TEXT UNDER STUDY:
********

But the human being is made to get back, eventually, to the story. And if we live long enough, we will. But why? Why do we have these emotions? Why are there tragic events that trigger them? Why so many painful events in life? Why does the mind review and create stories? Is it just an evolutionary fluke? Why do mice and roses have such predictable lives, and we humans lives of so much drama, pain and chaos? There must be a reason for such a process. I think there is, and that it looks something like this:


HHumans are making an invisible self, a 'soul' if you will. Our bodies and the material world in general comprise a kind of embryo or womb for souls. The soul is parasitic in this sense, living off of the experiences of the body and mind as they interact with the various phenomena of the external world. That is why we often feel like an observer in our thoughts, and especially dreams. At moments we can actually watch our selves as detached witnesses. We may even speak to our self, “You are such an idiot!” Or, “Why did you do that?” Etc.


The invisible soul is being made by all of life’s events. Just as the body feeds on physical food, the soul feeds on psychic or emotional food. We must ingest, digest and metabolize the various emotional meals we are served through life. That is why we love stories. They are emotional meals that feed our souls. That is why Jesus said that a human doesn't live by bread alone, but by words or stories, and some stories are more effective than others.


The human body and mind are clearly made to experience pain. We have nerve endings and innate mental categories for anxiety, grief, fear and confusion. We get depressed and disappointed. From a strictly evolutionary point of view, these seem to be useless and debilitating features of the human species. Cattle and trees seem better equipped to deal with the difficulties of earthly existence, largely oblivious to pain and suffering. But, these pains, specifically human emotional pains, make souls. Like a freshly sprouted pumpkin, a human must detach from the life sustaining umbilical cord, be stabbed in the head, opened up at the top by a sharp knife, hollowed out and made ready for a light in order to become a jackolantern. The analogy of the butterfly is often used to exemplify human transformation, and for good reason. The worm uses the material of its existence to form a cocoon, hibernate in the suffocating chamber and transform into a very different creature. The Greek word psyche means night moth or butterfly. The Greeks understood that the psyche, or soul, was being made through the events of life.


Addiction and comedy have one thing in common-- they derive from incomplete painful emotional stories. The story must be completed in order to progress. If the addiction and sarcasm are still enjoyable, by all means have fun! These are part of soul making too. Addictions and chronic humor not only alleviate the pain, they simultaneously aggravate the pain. After each delusional diversionary attempt, another layer of emotional pain is added to the already unresolved pathology. Eventually, a person will go irreparably insane, die or complete his/her story. There is no right way to do this except to resume where the initial activating event took place. Find someone you trust, and tell the middle part of your story, feel the emotions that were set aside. Many find this by going back to or joining a religious organization, some find it in 12 step work, some in therapy, some with a trusted friend. The important thing is to resume and complete the story.


Just a quick word about religion and therapy: Sometimes religion and therapy become a substitute for ones story, or teach a person 'helpful' ways to 'transcend' or control their story. These are really just more forms of avoidance. Both religion and therapy can be of much assistance if they help guide one through his/her own emotional narrative experience, eventually uniting the sublimated raw unconscious psychic material with the conscious soul.

********

RECORD EXTRACTS:
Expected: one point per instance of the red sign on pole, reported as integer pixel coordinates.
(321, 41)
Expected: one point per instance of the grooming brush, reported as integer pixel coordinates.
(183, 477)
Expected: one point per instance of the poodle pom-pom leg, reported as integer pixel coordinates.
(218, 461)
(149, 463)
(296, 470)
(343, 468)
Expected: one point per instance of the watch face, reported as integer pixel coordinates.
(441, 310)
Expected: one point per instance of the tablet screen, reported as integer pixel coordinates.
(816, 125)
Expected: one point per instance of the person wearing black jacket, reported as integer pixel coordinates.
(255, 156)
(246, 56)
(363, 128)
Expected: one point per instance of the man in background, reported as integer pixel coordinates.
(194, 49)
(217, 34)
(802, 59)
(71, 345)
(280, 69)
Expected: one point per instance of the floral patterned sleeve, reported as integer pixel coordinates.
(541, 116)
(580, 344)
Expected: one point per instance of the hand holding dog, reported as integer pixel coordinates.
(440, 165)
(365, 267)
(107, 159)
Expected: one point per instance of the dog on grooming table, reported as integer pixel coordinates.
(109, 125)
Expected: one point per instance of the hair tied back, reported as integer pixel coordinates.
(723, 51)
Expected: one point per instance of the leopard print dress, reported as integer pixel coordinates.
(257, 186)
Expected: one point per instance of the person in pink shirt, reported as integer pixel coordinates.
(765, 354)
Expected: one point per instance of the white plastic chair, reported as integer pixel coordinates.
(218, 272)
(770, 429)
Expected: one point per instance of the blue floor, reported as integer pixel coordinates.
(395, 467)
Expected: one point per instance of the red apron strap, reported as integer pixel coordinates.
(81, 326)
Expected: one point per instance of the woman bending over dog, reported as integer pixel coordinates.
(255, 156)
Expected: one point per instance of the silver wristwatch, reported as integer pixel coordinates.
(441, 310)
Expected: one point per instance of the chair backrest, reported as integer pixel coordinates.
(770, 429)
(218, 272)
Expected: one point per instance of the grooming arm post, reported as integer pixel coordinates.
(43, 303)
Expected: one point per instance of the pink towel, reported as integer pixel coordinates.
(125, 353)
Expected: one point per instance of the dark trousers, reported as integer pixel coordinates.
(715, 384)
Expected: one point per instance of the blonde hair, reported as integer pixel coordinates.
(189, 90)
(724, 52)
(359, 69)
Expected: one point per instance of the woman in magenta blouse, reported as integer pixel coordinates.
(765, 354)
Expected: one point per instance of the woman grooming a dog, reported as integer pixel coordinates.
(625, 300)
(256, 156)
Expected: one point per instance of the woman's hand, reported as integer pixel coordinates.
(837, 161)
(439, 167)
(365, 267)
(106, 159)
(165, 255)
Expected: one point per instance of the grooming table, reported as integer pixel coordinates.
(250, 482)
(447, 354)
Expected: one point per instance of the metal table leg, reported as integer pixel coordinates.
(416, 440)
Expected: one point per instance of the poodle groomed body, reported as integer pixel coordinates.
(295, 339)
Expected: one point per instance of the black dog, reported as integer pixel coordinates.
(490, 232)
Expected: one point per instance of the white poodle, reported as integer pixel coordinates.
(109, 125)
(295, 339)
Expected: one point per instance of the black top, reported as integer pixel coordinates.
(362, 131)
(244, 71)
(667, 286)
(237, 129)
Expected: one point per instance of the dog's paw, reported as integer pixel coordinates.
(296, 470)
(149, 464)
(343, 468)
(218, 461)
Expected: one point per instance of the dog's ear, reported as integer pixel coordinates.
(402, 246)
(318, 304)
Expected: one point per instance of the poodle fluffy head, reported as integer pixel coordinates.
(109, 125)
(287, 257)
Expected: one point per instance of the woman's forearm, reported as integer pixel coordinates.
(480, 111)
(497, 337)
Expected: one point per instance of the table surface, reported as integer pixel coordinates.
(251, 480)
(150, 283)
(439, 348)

********

Reproduce the text on soul making word for word, starting with "Just a quick" and going on through "the conscious soul.".

SOLUTION TO THE EXERCISE:
Just a quick word about religion and therapy: Sometimes religion and therapy become a substitute for ones story, or teach a person 'helpful' ways to 'transcend' or control their story. These are really just more forms of avoidance. Both religion and therapy can be of much assistance if they help guide one through his/her own emotional narrative experience, eventually uniting the sublimated raw unconscious psychic material with the conscious soul.